■ **Prompt**
Quote each line of the items below that contains the string "woman".

____________

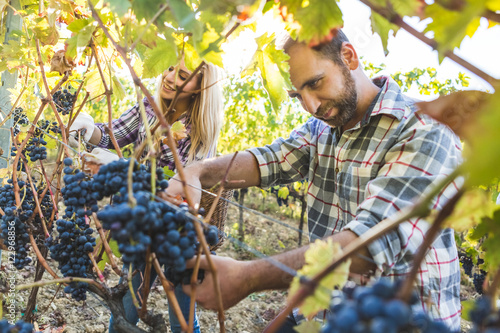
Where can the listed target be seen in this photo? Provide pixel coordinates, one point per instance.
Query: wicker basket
(219, 216)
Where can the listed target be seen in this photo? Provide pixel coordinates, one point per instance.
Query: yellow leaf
(178, 131)
(470, 209)
(319, 255)
(308, 326)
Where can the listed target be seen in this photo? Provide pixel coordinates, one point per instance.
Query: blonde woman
(199, 107)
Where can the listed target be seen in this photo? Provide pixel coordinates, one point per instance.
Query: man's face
(326, 90)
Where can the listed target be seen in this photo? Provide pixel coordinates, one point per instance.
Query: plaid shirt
(370, 172)
(129, 128)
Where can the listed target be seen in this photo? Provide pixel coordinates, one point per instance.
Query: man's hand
(83, 122)
(192, 178)
(233, 281)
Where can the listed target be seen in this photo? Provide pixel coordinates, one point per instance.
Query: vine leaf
(489, 227)
(472, 207)
(450, 27)
(273, 67)
(160, 57)
(48, 35)
(474, 116)
(93, 84)
(319, 255)
(186, 18)
(316, 18)
(456, 110)
(383, 27)
(119, 7)
(308, 326)
(283, 192)
(209, 46)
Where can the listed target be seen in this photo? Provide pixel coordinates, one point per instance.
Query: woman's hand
(82, 122)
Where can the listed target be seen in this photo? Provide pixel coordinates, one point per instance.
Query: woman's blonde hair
(206, 112)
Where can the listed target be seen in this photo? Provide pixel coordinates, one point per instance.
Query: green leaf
(319, 256)
(186, 18)
(105, 260)
(450, 27)
(467, 306)
(482, 157)
(145, 9)
(119, 7)
(78, 25)
(158, 59)
(168, 173)
(316, 18)
(273, 67)
(383, 27)
(308, 326)
(470, 209)
(283, 192)
(209, 47)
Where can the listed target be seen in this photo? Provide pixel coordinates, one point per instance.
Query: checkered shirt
(370, 172)
(129, 128)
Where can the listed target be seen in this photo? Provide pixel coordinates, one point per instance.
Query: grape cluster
(77, 193)
(484, 317)
(71, 250)
(63, 100)
(13, 225)
(20, 117)
(376, 309)
(467, 263)
(18, 327)
(168, 231)
(479, 281)
(112, 180)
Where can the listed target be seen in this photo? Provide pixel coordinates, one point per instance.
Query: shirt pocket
(360, 176)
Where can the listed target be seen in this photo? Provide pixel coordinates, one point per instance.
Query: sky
(405, 51)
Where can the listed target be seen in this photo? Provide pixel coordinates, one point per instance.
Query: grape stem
(35, 194)
(105, 244)
(97, 270)
(49, 95)
(66, 280)
(41, 259)
(147, 277)
(419, 209)
(169, 290)
(108, 92)
(194, 284)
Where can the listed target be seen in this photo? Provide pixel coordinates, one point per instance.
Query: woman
(199, 107)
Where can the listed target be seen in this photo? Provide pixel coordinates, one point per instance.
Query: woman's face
(170, 84)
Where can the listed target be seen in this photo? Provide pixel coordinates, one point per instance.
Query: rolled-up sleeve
(285, 160)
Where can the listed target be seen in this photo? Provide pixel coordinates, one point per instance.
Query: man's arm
(238, 279)
(244, 172)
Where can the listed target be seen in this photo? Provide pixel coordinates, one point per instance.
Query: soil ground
(57, 312)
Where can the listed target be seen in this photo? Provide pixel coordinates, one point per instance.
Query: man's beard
(346, 105)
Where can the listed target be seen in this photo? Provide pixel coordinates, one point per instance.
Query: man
(367, 155)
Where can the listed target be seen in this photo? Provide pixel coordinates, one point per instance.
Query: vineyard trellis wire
(103, 19)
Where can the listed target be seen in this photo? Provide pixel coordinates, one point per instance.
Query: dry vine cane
(420, 209)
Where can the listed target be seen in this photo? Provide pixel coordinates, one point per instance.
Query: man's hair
(330, 50)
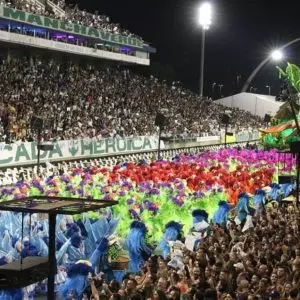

____________

■ **Output for this task**
Query: blonde woman
Query: woman's hand
Query: woman's blonde hair
Query: woman
Query: woman's face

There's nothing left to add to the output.